# EXERCISE INPUTS
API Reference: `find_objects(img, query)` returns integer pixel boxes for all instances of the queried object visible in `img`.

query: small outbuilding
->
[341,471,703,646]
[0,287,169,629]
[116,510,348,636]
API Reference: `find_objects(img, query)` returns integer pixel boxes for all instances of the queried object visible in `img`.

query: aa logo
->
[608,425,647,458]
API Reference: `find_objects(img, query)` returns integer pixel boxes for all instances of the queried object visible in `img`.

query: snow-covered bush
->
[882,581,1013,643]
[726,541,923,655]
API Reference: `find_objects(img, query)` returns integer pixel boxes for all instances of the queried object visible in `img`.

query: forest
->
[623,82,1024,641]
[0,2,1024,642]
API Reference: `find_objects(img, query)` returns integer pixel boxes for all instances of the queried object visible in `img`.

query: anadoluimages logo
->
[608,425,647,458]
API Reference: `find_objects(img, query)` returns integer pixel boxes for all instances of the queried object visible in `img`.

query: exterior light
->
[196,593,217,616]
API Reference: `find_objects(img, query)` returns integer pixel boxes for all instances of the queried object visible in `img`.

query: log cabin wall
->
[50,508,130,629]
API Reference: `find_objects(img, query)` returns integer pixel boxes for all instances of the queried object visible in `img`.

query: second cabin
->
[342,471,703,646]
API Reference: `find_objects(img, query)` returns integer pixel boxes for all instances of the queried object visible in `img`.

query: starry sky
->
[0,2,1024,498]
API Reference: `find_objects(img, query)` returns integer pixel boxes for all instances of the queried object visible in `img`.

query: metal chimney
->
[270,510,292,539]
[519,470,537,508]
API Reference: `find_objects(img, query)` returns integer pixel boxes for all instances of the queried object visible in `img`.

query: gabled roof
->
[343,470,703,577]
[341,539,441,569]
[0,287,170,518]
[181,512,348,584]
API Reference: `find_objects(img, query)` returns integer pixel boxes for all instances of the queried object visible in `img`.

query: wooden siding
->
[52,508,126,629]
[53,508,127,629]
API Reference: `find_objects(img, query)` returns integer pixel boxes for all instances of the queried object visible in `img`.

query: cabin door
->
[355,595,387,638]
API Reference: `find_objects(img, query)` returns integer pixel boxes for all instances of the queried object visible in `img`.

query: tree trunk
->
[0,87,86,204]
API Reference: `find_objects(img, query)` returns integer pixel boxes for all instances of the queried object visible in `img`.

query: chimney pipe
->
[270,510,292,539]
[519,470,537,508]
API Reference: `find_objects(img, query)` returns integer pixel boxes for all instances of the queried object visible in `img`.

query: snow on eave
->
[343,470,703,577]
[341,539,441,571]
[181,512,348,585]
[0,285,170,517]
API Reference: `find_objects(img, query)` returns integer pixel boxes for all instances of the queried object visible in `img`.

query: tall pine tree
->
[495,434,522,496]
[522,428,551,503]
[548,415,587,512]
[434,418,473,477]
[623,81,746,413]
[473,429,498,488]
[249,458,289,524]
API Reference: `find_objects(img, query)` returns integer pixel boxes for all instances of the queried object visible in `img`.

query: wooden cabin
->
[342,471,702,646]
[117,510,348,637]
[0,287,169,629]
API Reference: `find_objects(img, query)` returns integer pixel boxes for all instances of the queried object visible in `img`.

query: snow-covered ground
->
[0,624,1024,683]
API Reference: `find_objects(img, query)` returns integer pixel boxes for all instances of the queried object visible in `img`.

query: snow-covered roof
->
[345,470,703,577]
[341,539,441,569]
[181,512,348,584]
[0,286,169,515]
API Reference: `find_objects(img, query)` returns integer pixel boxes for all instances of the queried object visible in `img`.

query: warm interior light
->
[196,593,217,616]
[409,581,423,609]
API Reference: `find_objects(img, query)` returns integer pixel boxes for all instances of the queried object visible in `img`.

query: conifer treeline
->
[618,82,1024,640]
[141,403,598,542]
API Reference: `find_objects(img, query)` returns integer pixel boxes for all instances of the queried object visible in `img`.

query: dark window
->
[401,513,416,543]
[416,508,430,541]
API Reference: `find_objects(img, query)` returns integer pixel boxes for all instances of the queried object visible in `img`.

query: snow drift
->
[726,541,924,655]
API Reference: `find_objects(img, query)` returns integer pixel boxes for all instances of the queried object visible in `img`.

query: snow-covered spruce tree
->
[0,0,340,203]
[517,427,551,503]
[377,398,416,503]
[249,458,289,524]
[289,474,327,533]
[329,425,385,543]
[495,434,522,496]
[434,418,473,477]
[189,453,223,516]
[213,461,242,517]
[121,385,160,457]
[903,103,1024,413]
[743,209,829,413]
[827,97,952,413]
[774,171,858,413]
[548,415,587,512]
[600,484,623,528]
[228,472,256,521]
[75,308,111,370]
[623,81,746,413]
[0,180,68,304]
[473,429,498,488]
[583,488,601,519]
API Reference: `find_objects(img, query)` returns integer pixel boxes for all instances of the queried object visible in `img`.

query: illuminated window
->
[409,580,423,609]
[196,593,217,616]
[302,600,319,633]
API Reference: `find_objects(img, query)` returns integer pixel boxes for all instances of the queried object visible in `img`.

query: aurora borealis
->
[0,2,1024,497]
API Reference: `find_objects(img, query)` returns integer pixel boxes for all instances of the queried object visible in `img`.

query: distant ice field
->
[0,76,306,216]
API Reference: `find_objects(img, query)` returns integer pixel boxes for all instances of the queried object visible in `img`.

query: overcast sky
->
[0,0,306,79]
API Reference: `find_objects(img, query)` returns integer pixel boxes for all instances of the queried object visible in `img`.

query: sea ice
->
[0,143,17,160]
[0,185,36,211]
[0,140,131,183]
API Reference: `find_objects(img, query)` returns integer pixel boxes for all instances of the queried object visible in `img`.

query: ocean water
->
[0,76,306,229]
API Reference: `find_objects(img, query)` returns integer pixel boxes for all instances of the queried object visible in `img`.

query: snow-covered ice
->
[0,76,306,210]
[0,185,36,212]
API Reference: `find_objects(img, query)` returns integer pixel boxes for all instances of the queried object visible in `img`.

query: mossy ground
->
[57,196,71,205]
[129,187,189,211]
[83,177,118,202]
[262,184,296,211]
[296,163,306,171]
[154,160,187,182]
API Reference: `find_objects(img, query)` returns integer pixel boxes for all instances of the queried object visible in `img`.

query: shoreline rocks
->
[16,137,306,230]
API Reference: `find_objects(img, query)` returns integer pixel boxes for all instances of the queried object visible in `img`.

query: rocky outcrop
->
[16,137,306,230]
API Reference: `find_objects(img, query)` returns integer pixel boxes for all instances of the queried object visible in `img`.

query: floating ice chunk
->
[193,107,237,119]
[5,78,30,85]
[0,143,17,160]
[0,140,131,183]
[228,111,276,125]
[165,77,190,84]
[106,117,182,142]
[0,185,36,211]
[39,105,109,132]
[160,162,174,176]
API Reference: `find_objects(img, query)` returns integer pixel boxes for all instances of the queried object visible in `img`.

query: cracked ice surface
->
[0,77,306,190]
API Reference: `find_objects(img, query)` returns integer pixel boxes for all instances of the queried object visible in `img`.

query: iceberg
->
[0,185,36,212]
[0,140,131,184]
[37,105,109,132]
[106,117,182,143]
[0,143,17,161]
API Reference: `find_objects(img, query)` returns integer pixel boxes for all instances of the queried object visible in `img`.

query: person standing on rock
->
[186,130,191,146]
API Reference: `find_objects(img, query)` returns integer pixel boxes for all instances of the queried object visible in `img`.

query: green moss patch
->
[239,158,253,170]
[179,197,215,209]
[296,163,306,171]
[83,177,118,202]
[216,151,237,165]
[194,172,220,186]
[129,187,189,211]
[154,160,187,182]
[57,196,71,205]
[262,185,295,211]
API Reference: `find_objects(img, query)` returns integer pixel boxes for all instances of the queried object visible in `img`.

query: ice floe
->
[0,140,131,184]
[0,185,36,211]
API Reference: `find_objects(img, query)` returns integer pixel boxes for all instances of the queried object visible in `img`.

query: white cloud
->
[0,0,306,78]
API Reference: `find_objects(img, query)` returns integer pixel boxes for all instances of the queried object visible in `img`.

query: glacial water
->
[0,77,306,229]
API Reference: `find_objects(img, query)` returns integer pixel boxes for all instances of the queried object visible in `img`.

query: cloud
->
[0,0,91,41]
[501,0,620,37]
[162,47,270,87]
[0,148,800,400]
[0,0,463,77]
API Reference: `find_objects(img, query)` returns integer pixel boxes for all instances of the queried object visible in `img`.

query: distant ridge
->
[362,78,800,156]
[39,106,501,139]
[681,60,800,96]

# AIM OF THE EXERCISE
Render the entries above as a numbered list, running from the first line up to and including the line containing "[0,2,1024,498]". Omit blank lines.

# OUTPUT OF THE TASK
1. API Reference: `find_objects(img, query)` returns integer pixel boxes for all instances of the queried object visible in `img`.
2. query: small outbuilding
3. ->
4. [341,471,703,646]
5. [0,287,169,629]
6. [116,510,348,636]
7. API Reference: `find_objects(img, query)` returns integer pixel boxes for all instances of the queried object visible in `img`.
8. query: aa logo
9. ->
10. [608,425,647,458]
11. API Reference: `find_objects(img, query)` returns integer pixel boxes for all instances of the queried object visible in `img`.
12. query: snow-covered bush
13. ->
14. [882,581,1013,643]
15. [726,541,923,655]
16. API Reference: `find_objects(img, query)` returns integer pixel boxes for all instances of the queried object visible in `img`.
17. query: forest
18. ->
19. [623,82,1024,641]
20. [0,2,1024,642]
21. API Reference: `find_objects(img, query)` returns integer pixel boxes for all instances of the queried object visible in `img`.
22. query: anadoluimages logo
23. ->
24. [608,425,647,458]
25. API Reference: `find_objects(img, query)` returns integer pixel boxes for all instances of the queried object visible in `img`.
26. query: exterior light
27. ->
28. [196,593,217,616]
29. API Reference: `find_objects(img, query)` returns integer pixel boxes for all instances of the queried object visible in `img`.
30. query: log cabin wall
31. ->
32. [50,508,130,629]
33. API Reference: `find_objects(img, query)` returns integer pixel boxes for all instances of the queried object visible in `img`.
34. query: second cabin
35. ->
36. [342,471,703,646]
37. API Reference: `find_objects(img, query)` returns integer pixel boxes for all instances of the queried object visible in `img`.
38. query: starry sky
39. ->
40. [0,2,1024,498]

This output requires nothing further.